-------- Data

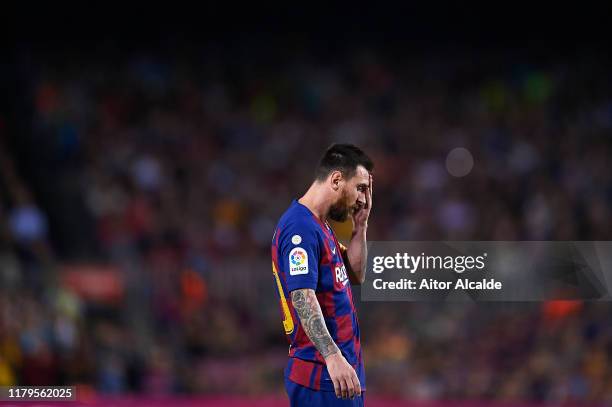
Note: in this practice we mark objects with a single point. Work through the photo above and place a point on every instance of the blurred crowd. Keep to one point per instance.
(175, 171)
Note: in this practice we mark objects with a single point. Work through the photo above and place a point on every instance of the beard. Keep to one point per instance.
(340, 211)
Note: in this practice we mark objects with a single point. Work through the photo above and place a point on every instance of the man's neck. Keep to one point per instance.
(316, 201)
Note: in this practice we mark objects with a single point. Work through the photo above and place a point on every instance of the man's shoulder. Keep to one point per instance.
(296, 220)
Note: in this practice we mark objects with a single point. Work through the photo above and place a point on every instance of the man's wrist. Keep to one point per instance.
(332, 357)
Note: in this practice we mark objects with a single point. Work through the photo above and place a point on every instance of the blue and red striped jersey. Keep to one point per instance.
(306, 254)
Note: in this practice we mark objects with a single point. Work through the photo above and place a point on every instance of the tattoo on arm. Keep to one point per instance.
(307, 306)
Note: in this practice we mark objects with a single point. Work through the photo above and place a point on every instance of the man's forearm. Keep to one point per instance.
(357, 254)
(308, 309)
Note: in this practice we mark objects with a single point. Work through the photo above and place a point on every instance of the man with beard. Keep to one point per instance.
(312, 271)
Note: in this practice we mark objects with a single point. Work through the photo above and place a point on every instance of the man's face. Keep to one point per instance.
(352, 195)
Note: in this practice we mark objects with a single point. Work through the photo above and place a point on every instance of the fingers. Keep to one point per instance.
(370, 191)
(337, 387)
(356, 384)
(344, 388)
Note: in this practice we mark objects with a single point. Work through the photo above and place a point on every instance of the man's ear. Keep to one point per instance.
(335, 179)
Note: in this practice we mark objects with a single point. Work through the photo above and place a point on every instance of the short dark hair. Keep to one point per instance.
(344, 158)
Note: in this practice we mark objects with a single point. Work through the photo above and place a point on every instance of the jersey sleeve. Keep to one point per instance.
(300, 253)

----------------

## What this task involves
What is needed is every entry above, repeated exactly, with the pictures dropped.

## Answer box
Note: in this practice we mark objects with a single point. Work through the photo above and place a point on every instance of the blurred crowd. Keep to one point per instance.
(175, 171)
Note: in this practice we mark objects with a single point. Work through the photo above and place a point on every instance of the beard. Keep to one point per instance.
(340, 211)
Note: in this practice we mark objects with a single point. Work through the photo above and place a point on every instance of the man's neck. Keep to one point per instance.
(316, 201)
Note: in this practice we mark objects with a single point. Work through the photo above and place a point on every instance of the man's shoulder. Keep to one point per instance.
(296, 220)
Note: in this practice we mark objects with a single point. Work through the photo above and place a point on every instance of the man's wrist. Keep to one point per instance.
(332, 357)
Note: in this practice we mark objects with a single point. Work through the photo above and place a point on every instance of the blue and red striped jersey. Keep to one point per instance.
(306, 254)
Note: in this practice we mark objects with a single point. Work through the photo above and place a point on every instance of the tattoo on arm. Keep to one point per instance.
(307, 306)
Note: in this practice we mark objects with a single point. Work through the photo above and place a point on every instance of the man's forearm. Keep to one point per instance.
(357, 254)
(308, 309)
Note: in this practice we mark objects with a single point. Work through the photo above and place a point on every instance of the man with beard. Keep to one point per instance.
(312, 271)
Note: in this practice we mark objects with a single point. Work through the photo above and place a point on every instance of the man's face. Keep to one point per instance.
(352, 195)
Note: in this practice we mark objects with a single point. Work through the photo above and place a point on every instance of the fingers. Keep to one point per instance.
(370, 191)
(337, 387)
(356, 384)
(344, 388)
Note: in this practice we mark objects with a single point. Work through the photo above and place a point on every instance of the man's ear. Keep to one point per instance.
(335, 179)
Note: in this practice we mark objects with a single point. Work through the photo above and place a point on every instance of the short dark hair. Keep to one point per instance.
(344, 158)
Note: in this practice we mark objects with a single point. Work through the photo above and place a point on every instance of the jersey sleeve. Keep to one point per instance.
(300, 253)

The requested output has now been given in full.